** EXERCISE PROMPT **
In the presto.pulsed reference below, what is the maximum number of commands (trigger events) allowed in an experiment sequence, please?

** TEXT TO READ **
◇ ◇ ◇

A template-matching event.

Converter modes (re-exported from hardware module):

class presto.pulsed.AdcMode(value)

Configuration for analog-to-digital converters (ADC), i.e. input channels

See AdcMode for full documentation

class presto.pulsed.DacMode(value)

Configuration for digital-to-analog converters (DAC), i.e. output channels

See DacMode for full documentation

Converter sampling rates (re-exported from hardware module):

class presto.pulsed.AdcFSample(value)

Sampling rate setting for analog-to-digital converters (ADC), i.e. input channels

See AdcFSample for full documentation

class presto.pulsed.DacFSample(value)

Sampling rate setting for digital-to-analog converters (DAC), i.e. output channels

See DacFSample for full documentation

Module constants:

presto.pulsed.MAX_LUT_ENTRIES = 512

maximum length of frequency/phase and scale look-up tables

presto.pulsed.MAX_COMMANDS = 10736

maximum number of commands (trigger events) in an experiment sequence

presto.pulsed.MAX_STORE_LEN = 1048576

maximum number of samples in a contiguous acquisition window (store)

◇ ◇ ◇

** DATA **

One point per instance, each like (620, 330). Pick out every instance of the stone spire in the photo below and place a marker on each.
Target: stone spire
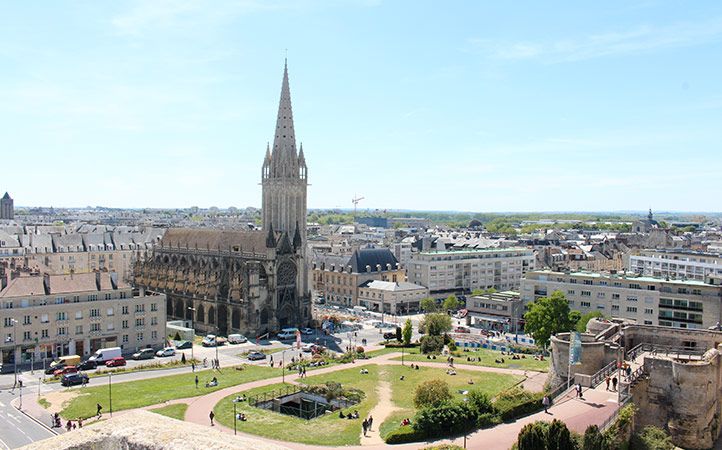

◇ ◇ ◇

** RESULT OF THIS EXERCISE **
10736